━━ Stored data ━━

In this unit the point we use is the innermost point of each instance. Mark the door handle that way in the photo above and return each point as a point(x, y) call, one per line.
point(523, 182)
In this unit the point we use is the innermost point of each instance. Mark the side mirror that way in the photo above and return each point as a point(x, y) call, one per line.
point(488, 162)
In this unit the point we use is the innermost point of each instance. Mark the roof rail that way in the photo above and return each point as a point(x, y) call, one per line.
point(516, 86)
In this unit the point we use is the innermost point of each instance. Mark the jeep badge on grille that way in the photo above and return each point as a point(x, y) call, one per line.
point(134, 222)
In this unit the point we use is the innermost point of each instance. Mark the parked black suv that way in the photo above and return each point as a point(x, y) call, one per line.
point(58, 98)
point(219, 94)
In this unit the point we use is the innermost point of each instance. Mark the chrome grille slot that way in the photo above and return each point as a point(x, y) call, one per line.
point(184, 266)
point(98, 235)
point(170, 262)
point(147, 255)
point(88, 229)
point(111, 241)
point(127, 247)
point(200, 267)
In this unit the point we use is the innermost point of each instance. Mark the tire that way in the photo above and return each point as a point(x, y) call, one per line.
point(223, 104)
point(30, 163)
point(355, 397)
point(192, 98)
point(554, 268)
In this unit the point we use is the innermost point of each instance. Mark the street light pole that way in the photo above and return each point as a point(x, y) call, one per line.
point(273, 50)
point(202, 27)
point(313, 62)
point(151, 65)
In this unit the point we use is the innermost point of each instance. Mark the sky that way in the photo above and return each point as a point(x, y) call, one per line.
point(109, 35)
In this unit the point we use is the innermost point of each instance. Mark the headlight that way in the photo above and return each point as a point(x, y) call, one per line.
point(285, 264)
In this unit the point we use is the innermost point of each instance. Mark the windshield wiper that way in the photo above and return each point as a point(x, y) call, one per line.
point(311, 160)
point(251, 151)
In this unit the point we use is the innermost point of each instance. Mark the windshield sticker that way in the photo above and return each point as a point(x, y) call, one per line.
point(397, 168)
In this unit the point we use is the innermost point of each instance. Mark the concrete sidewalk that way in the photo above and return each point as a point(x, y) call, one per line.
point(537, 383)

━━━

Stated exercise — Copy out the records from their first line through the line containing "point(488, 162)", both ends included and requests kept as they are. Shift every coordinate in the answers by adding 116 to each number.

Solution for this task —
In this unit the point we use is the innermost point of each instance. Mark the door handle that way in the photo above and return each point as a point(x, y) call, one per line.
point(639, 298)
In this unit the point we use is the innermost point of each instance. Mark the side mirror that way in the photo above and return each point as a point(x, y) call, one per line.
point(604, 278)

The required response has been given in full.